What you will do: Pick up the article on choosing a term insurance plan in India where it stops, and keep writing it.

Provided passage:
How to select the most suitable term insurance plan in India for yourself

Family life insurance and policy
Family life insurance, family services, family policy and supporting families concepts. Woman with protective gesture and silhouette representing young family.

Despite being well educated, tech-savvy and having access to all the information online, millennials still rank low when it comes to money matters. The number of millennials who are aware of the importance and options in insurance domain is very low, and the number of millennials who have invested in insurance policies is even more scarce. This is mainly because this generation, who believes in the concept of YOLO that is you live only once, focuses more on tangible investments. For example, buying a new car, new home, or going on a trip, basically things that bring instant gratification. But they forget that even though the term plan won’t look important at the moment, it proves to be beneficial in many ways in the long term.

Supplied material:
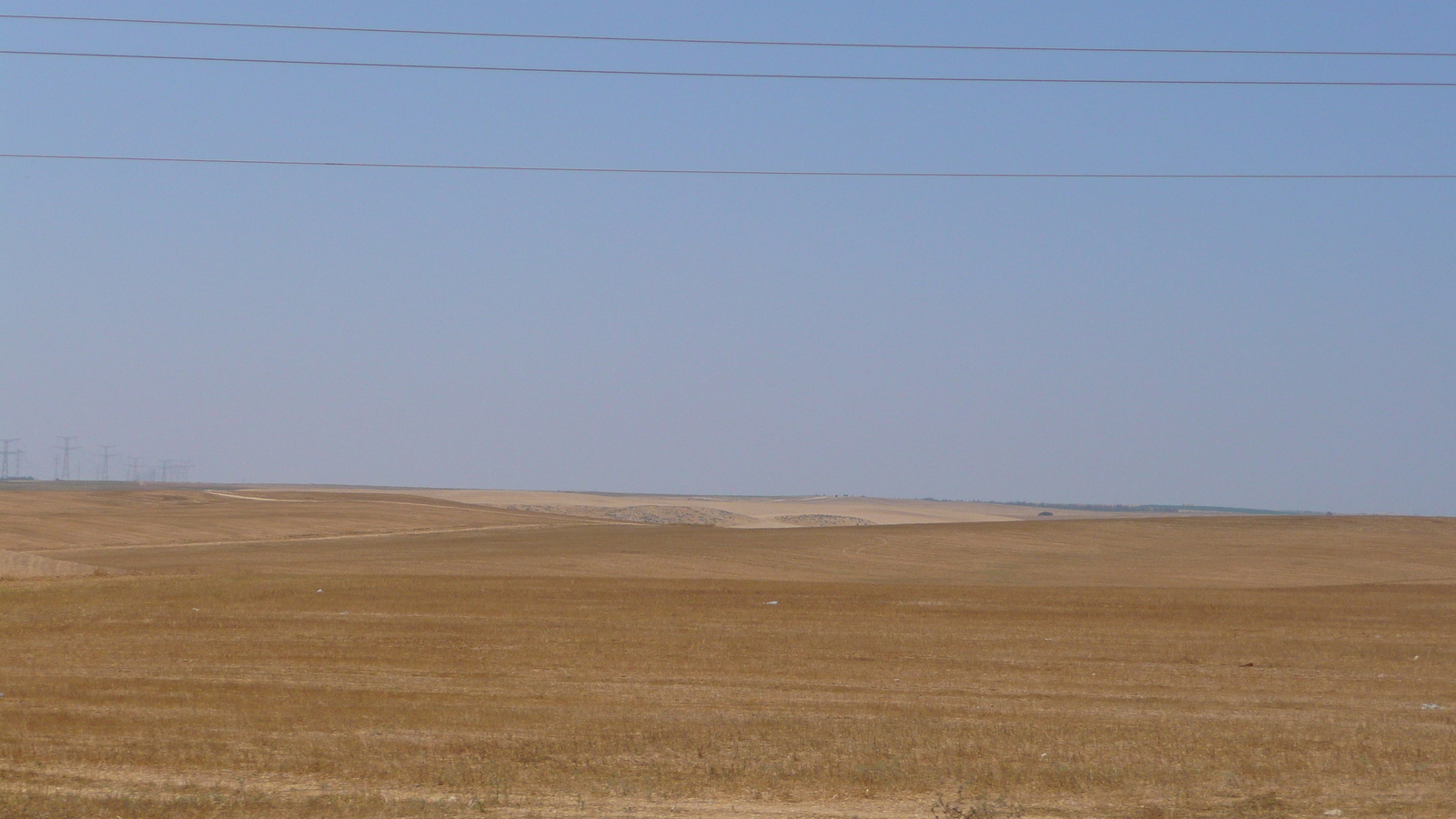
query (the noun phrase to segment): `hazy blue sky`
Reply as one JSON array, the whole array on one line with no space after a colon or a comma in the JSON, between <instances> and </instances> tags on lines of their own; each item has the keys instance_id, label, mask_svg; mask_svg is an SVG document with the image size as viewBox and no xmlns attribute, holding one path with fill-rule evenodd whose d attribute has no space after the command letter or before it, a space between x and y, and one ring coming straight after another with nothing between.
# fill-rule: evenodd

Answer section:
As soon as a person starts earning, parents, especially Indian parents, will remind him/her about the importance of buying a good term insurance policy. After that will come the point where friends and colleagues will too start informing about the benefits of buying a term plan. Most of the conversations will start with the tax benefits that come with term plans under Section 80D of Income Tax Act and draw to the conclusion that every person must invest in a good term insurance plan at the earliest. Not to forget how easy it is to buy term plans online.

Here are some expert tips that will help you to choose a term plan wisely.

1. Claim settlement ratio – Claim settlement ratio is the percentage of settled claims by the insurance provider. The higher the ratio, the more trustworthy is the insurer. Thus, it is very important to check the claim settlement ratio of the insurance company before you select the term plan.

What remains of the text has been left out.